**Task requirements**
Going line by line through the records below, count those with the word "positive" and give only the count.

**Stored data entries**
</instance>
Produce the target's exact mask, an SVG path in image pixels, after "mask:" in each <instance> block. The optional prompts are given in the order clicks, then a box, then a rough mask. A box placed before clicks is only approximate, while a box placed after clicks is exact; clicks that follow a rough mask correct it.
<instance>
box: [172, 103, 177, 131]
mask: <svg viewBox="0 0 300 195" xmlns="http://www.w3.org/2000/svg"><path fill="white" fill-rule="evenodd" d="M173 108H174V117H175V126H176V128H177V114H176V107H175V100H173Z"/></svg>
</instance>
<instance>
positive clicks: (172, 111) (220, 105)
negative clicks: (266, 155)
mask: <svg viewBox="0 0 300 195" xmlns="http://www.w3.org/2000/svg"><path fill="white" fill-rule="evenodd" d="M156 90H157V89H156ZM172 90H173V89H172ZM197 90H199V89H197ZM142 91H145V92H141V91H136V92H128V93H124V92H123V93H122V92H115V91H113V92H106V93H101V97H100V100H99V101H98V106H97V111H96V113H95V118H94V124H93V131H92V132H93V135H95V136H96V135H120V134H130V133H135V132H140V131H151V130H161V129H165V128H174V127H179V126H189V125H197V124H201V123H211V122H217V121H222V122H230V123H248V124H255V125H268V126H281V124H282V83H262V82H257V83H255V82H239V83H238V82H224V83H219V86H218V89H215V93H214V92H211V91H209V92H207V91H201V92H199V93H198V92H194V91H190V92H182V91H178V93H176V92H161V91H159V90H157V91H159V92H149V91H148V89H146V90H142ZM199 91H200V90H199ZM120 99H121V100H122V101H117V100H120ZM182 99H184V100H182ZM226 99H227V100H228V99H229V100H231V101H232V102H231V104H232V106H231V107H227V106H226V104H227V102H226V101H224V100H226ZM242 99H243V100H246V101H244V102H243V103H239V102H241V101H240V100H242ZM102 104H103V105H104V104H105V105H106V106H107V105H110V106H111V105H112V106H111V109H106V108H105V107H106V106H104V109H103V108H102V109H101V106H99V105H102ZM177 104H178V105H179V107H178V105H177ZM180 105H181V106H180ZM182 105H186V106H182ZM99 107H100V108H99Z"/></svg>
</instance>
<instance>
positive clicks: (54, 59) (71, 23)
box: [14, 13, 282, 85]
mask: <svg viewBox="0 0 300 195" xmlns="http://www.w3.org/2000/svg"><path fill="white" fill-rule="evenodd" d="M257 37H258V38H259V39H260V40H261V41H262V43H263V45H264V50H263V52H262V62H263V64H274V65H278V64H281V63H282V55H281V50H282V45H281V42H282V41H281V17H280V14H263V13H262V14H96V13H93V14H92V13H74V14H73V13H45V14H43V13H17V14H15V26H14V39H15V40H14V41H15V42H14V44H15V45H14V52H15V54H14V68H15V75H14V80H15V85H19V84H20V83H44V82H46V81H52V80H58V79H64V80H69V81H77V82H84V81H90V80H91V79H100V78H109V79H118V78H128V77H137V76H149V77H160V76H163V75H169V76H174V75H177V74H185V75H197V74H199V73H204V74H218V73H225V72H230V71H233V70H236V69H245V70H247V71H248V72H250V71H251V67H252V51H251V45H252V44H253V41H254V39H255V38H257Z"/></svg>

**Answer below**
2